Look for the line containing "Exercise. Put one point on every instance of the airline" in the listing below. Retype that line and every subsequent line through the last one, and only those.
* * * * * * * * *
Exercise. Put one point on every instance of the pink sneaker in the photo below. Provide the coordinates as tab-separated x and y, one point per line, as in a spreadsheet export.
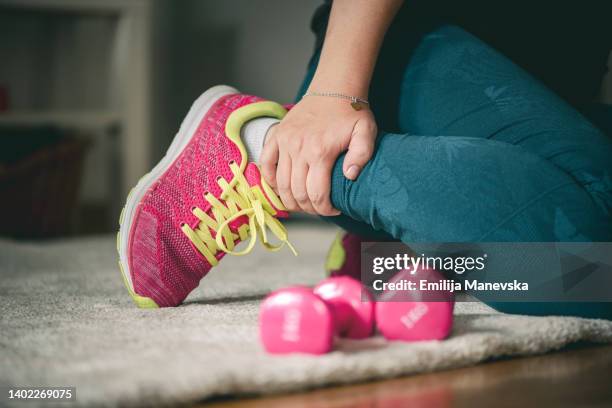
198	202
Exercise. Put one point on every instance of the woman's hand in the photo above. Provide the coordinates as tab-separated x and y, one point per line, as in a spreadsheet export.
300	151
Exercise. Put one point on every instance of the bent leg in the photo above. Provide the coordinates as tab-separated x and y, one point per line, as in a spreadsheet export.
456	189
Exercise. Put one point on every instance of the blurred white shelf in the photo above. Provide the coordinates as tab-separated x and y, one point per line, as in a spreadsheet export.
75	119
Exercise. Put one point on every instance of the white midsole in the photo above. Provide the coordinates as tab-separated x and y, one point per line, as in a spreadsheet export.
189	126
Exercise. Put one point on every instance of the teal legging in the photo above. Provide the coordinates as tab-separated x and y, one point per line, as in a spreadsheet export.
498	156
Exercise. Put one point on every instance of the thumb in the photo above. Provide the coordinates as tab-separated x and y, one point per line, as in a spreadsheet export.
360	149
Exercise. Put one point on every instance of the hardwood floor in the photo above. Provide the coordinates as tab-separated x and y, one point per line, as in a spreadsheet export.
580	377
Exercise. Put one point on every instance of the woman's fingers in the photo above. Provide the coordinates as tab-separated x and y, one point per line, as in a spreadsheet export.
318	186
269	158
299	172
283	182
360	149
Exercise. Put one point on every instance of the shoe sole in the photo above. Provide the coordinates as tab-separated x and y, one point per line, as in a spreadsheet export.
189	126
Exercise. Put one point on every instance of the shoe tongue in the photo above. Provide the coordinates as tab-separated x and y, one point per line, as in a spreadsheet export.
254	178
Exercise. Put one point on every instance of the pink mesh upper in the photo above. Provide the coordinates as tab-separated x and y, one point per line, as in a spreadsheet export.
164	265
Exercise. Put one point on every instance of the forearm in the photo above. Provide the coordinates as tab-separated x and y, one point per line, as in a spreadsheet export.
354	35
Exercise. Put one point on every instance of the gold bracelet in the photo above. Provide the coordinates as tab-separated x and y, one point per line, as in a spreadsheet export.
356	102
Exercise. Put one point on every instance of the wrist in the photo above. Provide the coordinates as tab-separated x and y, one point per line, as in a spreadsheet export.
345	84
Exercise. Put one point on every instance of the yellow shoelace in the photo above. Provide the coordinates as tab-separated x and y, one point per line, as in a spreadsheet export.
239	199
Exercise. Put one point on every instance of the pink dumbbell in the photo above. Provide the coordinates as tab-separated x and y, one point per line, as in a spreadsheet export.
415	315
303	320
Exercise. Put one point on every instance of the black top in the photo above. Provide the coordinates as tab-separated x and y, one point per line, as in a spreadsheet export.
563	43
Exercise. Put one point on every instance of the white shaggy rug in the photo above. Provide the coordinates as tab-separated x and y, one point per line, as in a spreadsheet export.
66	320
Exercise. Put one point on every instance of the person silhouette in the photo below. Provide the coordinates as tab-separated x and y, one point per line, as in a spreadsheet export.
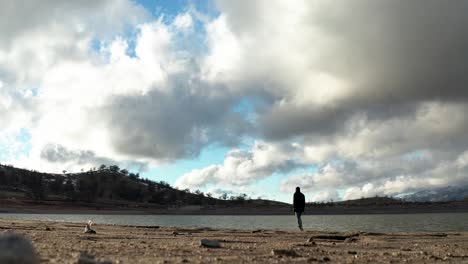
299	205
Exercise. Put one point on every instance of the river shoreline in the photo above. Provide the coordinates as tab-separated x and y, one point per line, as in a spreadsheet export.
64	242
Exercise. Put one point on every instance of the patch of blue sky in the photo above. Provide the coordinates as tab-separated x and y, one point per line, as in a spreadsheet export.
16	146
172	171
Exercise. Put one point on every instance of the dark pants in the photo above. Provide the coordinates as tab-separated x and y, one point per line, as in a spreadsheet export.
299	220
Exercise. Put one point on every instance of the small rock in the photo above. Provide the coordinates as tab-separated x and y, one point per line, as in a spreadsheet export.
284	252
351	240
86	258
15	248
88	229
210	243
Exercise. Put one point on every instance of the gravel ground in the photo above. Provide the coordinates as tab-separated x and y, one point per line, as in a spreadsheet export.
67	243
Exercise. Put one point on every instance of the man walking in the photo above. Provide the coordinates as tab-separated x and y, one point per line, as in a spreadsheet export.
299	204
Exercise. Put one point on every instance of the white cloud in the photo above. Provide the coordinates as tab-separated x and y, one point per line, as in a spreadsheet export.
183	22
241	167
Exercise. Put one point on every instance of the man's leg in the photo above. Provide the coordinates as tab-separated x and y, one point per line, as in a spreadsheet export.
299	220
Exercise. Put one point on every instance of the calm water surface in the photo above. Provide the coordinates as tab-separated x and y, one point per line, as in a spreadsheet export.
368	223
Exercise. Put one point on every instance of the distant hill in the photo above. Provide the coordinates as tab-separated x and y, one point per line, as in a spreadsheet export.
450	193
108	186
371	201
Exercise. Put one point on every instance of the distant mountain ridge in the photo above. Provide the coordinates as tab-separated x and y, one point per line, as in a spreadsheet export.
445	194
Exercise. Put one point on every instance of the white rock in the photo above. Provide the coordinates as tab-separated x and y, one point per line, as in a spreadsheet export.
16	249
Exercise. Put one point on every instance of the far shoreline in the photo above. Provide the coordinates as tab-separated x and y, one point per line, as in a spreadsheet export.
226	211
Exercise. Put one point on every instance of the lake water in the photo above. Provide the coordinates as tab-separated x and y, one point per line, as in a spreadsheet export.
368	223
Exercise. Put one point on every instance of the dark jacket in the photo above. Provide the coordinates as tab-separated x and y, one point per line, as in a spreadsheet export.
299	202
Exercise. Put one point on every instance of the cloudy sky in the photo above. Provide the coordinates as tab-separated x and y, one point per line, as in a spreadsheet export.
346	99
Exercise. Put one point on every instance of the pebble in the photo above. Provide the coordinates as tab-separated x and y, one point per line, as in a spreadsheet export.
15	248
210	243
284	252
86	258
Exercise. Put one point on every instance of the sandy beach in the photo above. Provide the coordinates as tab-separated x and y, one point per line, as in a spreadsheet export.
65	242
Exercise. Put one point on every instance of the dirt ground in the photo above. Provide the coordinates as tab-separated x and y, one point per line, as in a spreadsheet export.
64	242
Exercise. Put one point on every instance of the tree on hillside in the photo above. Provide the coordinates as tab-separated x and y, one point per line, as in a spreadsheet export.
114	168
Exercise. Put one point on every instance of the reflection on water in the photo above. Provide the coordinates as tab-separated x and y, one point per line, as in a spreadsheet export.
368	223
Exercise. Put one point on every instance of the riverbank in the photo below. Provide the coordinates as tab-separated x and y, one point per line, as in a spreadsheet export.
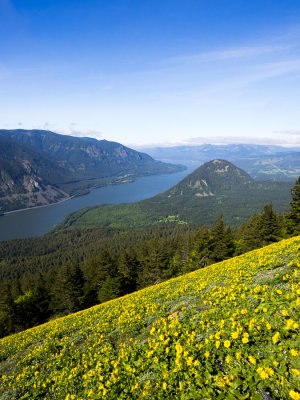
35	207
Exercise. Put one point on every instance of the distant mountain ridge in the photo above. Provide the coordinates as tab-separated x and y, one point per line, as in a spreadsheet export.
265	162
212	178
42	167
217	187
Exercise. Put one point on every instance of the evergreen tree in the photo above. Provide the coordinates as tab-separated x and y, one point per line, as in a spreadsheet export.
250	239
292	219
269	227
201	254
7	311
67	292
222	241
127	270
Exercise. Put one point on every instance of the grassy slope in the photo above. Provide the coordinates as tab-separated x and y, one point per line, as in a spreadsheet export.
228	331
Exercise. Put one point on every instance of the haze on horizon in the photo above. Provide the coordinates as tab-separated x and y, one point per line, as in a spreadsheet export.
153	72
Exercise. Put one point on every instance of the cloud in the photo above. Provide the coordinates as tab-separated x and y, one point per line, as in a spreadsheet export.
231	54
288	141
287	132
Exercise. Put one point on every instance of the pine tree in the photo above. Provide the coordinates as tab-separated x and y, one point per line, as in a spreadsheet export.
201	254
269	227
220	239
293	216
7	311
67	292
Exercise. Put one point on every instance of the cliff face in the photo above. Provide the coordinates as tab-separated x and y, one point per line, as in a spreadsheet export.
42	167
25	178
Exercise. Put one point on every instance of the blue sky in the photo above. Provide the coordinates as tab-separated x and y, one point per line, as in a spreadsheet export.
153	72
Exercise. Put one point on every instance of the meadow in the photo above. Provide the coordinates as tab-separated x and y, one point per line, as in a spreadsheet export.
227	331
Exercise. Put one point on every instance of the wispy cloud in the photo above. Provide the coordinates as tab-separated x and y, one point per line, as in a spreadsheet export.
236	53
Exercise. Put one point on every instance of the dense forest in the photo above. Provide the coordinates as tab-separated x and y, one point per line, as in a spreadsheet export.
57	274
215	187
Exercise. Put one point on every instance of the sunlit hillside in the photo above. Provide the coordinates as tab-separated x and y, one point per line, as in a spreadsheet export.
228	331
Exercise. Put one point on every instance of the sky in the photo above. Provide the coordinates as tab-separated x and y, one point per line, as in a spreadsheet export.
153	72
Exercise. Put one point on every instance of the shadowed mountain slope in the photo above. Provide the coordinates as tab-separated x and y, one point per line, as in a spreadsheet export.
42	167
214	188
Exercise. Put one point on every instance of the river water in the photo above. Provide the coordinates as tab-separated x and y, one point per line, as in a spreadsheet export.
37	221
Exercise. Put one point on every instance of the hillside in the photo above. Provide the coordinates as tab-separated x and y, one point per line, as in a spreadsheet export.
26	177
260	161
214	188
227	331
42	167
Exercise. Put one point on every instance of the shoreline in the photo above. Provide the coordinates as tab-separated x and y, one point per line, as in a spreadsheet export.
35	207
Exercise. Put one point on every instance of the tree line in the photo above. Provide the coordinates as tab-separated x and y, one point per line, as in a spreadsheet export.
118	263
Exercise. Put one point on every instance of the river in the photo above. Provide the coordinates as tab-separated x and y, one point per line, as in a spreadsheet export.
37	221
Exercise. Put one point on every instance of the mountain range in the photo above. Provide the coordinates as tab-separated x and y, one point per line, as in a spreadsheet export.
41	167
217	187
265	162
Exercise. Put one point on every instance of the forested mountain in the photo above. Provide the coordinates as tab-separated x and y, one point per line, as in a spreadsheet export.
42	167
59	273
260	161
214	188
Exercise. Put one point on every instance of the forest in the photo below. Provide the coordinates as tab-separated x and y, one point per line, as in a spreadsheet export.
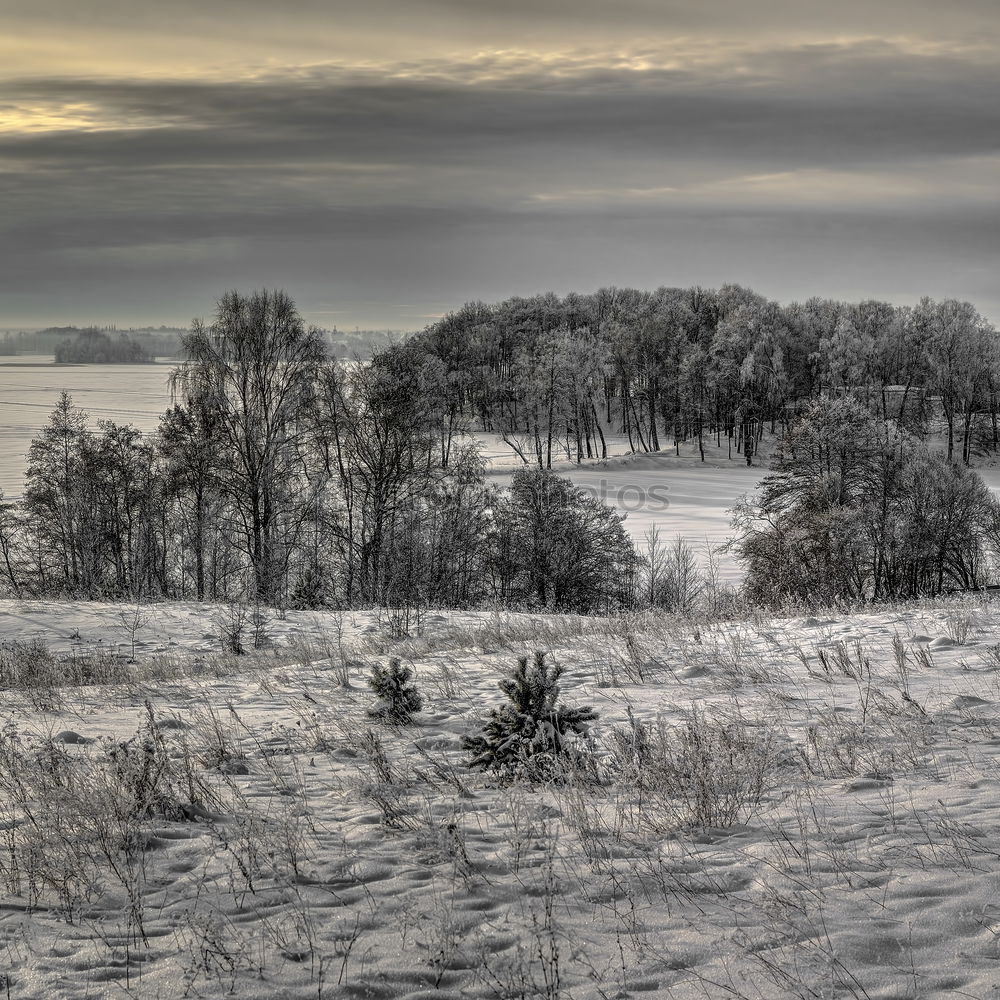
283	476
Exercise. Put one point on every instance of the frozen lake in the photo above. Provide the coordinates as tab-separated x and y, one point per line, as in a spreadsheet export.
30	386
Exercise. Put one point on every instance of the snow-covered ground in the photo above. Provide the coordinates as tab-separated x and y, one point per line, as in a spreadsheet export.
856	757
30	386
681	496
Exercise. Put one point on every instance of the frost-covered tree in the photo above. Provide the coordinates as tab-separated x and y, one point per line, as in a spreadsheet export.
530	735
859	508
256	367
399	699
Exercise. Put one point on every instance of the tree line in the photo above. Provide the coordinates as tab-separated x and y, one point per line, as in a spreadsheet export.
283	476
551	375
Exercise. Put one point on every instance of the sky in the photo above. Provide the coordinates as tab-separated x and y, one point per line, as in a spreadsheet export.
385	161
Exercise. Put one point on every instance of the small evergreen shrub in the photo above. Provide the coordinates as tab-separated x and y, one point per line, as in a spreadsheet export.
399	699
528	737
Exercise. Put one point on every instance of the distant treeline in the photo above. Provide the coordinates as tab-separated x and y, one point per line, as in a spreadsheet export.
284	476
167	342
95	347
549	374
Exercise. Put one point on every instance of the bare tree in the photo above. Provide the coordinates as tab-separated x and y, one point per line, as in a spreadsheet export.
256	368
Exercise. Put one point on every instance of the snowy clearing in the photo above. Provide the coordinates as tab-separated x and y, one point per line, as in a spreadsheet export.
836	838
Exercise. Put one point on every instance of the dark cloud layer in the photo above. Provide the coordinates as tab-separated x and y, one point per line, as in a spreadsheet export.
385	194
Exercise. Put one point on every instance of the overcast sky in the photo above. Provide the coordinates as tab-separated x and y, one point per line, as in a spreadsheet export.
386	160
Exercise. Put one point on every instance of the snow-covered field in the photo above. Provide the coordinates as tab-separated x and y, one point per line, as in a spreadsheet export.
30	386
679	495
810	809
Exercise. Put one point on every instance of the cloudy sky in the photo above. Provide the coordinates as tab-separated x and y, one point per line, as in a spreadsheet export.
387	160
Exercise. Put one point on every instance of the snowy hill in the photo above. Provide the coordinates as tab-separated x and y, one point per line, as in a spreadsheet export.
797	807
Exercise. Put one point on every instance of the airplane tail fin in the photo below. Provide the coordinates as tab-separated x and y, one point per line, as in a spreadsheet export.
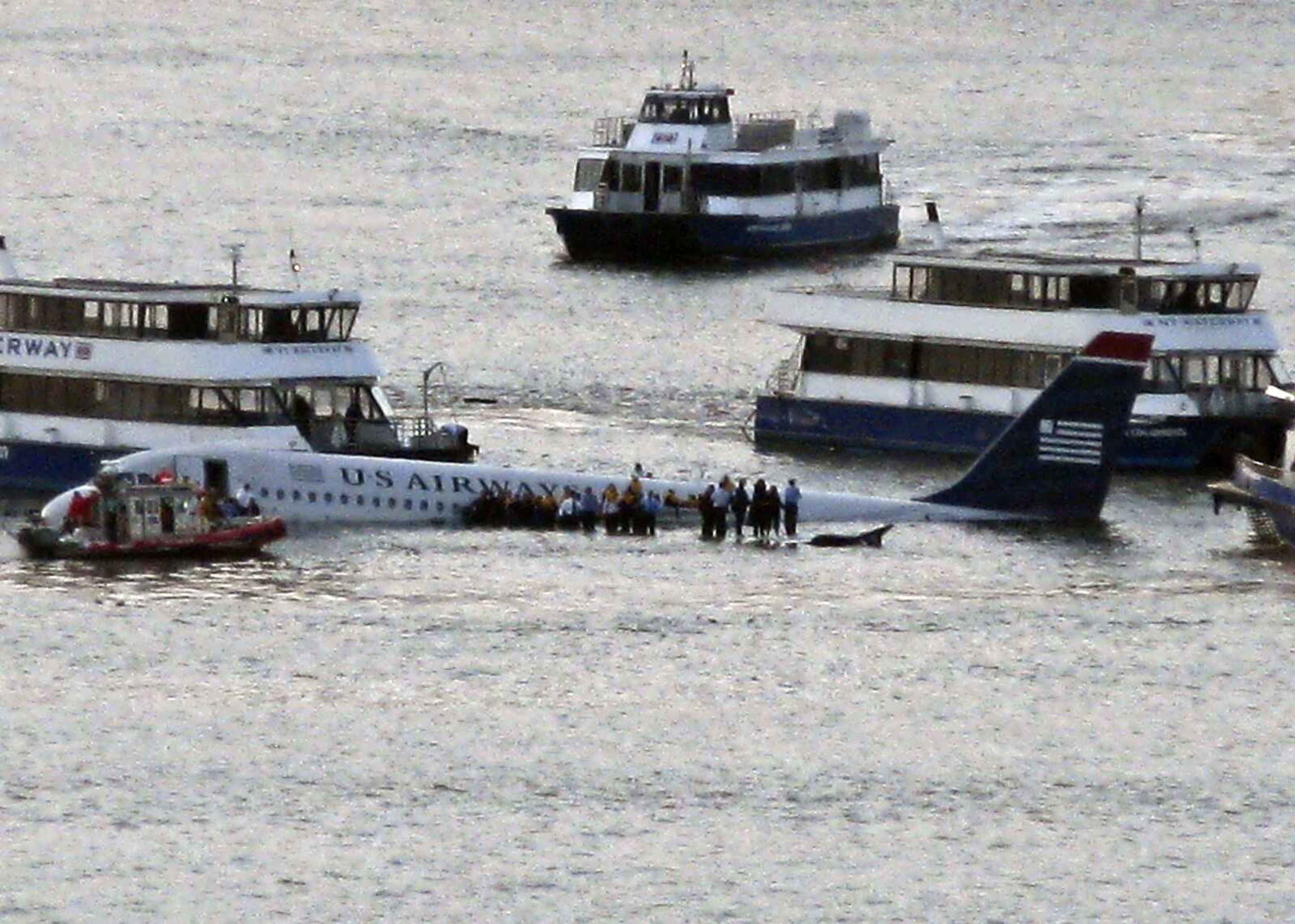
1056	460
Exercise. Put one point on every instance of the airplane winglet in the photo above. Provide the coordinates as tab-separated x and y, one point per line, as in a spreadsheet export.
1118	346
1056	460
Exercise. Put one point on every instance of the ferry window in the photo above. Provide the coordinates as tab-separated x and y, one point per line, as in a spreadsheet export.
1236	372
671	179
827	354
1017	288
1244	292
1270	370
187	323
777	179
919	284
819	175
862	171
1028	369
278	325
720	179
588	173
898	359
1215	297
1092	292
1150	294
1185	297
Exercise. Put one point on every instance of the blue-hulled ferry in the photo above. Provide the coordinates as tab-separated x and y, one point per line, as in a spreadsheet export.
946	356
686	179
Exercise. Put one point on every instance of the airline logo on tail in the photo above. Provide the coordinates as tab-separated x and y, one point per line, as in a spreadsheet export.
1070	442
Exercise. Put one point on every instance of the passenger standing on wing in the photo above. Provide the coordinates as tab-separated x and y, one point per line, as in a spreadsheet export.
588	510
706	509
759	509
739	504
612	509
719	509
792	506
652	506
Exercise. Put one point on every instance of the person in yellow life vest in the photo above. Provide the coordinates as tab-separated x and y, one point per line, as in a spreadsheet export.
612	509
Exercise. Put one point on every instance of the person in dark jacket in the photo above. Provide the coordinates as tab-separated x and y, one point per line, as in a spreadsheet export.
739	504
* * * * * * * * *
_RESULT_
Exercise. Put one point on every instance of the airline logo on tail in the photo above. Provide the coordinates as tab-separated x and y, one point per line, as in a spreadsheet export.
1070	442
Exercise. Put one point on every instance of the passenger standing on wing in the photo above. Provide the coordinates as tab-separated x and y, one point per line, as in a spreadsheet export.
588	510
706	509
759	509
739	504
612	509
719	509
792	506
652	506
Exercise. Put one point on every instance of the person in yellow life vest in the photo above. Provide the coordinates as tab-separated x and y, one point per line, as in a spreadsheet export.
612	509
Exercise. Put one point on every instance of the person in dark jacket in the photo above. Provide the coordinates as tab-separated x and y, one point per line, as in a spreadsheet export.
739	504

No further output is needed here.